To be done:
(1) Copy the passage from the timer hack thread word for word, starting at "My misting system" and ending at "more readily available.".
(2) Continue the forum thread about turning a minutes timer into a seconds timer from the point where it stops.
====== Text section
# Digital Timer Hack: Minutes to Seconds



## JPccusa (Mar 10, 2009)

My misting system seconds timer recently stopped working. While searching for a replacement, I came across a hack that transforms a digital minutes timer to seconds timer. The advantage is that minutes timers are cheaper than seconds timer and more readily available. 
If you have a soldering iron, this is a very simple process. 


> *Chicago Electric Digital Timer Hack: Seconds Resolution*
> 
> This modification takes a cheap digital appliance timer -- like the one used to turn your Christmas lights on and off -- and modifies it to enable scheduling ON/OFF to the nearest SECOND.
> This hack is poorly documented so I figured I post what I know here.
> ...


This hack was created by Spencer Clegg and you can see his blog entry here.


----------



## JPccusa (Mar 10, 2009)

Success!
Got one of these timers on Harbor Freight for $10 and modified it as per instructions. 
I asked the hacker if any other digital timer would work and he is not sure, so just use this specific model. 
Be aware that the soldering pads under C7 are surprisingly small. Be precise. 
Here are my pictures.
============
====== Information shown
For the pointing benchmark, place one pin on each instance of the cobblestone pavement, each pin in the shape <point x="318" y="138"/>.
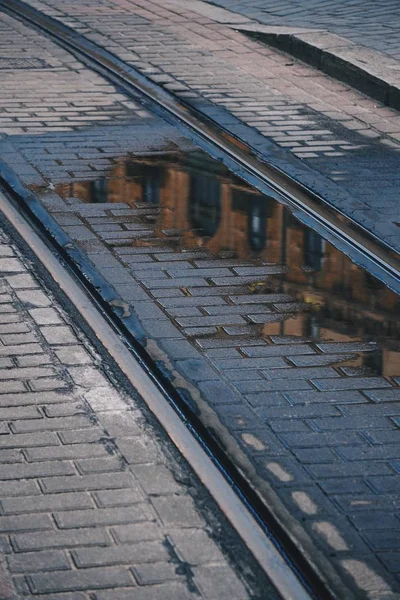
============
Solved problems:
(1)
My misting system seconds timer recently stopped working. While searching for a replacement, I came across a hack that transforms a digital minutes timer to seconds timer. The advantage is that minutes timers are cheaper than seconds timer and more readily available.

(2)
The hacking took less than 10 minutes. 
I already tested it and it works just like my previous misting system timer. Even the display looks familiar. 
Let's see how long the hacked one lasts.


----------



## carola1155 (Sep 10, 2007)

This is pretty awesome. Thanks JP


----------



## easttex (Oct 29, 2012)

Peoples' ability to ingeniously modify everyday objects for particular uses never ceases to amaze me. This is pretty awesome.


----------



## oldlady25715 (Nov 17, 2007)

I wonder how many the guy sondered wrong till he figured it out? Lol. Great research JP.


----------



## stkupprnces (Dec 2, 2009)

This is awesome! I love harbor freight, all the coupons, and the freebies 

Thanks JP.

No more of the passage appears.